WORK TO BE COMPLETED: Below are the records; count how many of their lines hold the string "flat" and give the number alone.
--- DATASET CONTENT ---
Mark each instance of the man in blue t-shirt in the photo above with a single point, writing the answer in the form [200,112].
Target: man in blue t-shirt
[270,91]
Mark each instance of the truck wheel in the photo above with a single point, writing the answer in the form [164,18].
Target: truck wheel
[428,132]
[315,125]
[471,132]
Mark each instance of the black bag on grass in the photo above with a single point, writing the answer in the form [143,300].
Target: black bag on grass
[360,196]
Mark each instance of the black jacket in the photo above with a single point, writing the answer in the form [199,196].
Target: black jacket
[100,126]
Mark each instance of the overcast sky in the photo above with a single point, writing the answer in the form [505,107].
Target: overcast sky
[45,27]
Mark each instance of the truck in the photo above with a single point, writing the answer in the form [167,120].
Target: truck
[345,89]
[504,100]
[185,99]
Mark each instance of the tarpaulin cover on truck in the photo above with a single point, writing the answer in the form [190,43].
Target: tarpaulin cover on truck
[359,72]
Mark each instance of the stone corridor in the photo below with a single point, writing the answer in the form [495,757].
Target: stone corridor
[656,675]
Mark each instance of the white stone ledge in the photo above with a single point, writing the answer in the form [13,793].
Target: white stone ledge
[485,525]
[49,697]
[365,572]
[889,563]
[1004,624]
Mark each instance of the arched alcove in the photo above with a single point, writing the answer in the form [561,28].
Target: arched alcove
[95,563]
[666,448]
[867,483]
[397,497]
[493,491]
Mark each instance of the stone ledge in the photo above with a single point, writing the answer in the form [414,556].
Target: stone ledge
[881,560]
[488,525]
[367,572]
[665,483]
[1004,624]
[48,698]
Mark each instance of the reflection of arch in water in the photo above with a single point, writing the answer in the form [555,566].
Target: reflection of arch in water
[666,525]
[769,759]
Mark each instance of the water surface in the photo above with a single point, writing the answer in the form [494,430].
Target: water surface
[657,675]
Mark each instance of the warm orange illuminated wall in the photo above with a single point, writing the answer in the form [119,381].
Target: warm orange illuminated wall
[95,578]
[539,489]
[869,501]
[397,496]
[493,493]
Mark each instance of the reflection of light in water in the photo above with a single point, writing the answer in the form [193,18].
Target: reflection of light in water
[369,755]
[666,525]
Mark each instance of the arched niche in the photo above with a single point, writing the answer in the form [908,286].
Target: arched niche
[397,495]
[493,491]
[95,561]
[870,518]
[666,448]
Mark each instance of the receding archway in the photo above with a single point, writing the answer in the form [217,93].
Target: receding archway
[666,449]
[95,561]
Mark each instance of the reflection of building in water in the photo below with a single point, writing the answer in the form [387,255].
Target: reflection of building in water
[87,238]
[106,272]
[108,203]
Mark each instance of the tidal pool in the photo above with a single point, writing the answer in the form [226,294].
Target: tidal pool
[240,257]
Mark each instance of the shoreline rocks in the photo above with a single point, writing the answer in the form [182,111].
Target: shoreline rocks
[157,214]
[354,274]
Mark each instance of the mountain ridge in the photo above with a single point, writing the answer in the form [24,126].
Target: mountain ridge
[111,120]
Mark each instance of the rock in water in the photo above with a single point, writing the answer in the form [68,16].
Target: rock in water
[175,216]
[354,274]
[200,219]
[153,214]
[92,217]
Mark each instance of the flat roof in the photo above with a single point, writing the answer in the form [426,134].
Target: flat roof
---
RESPONSE TO THE TASK: 2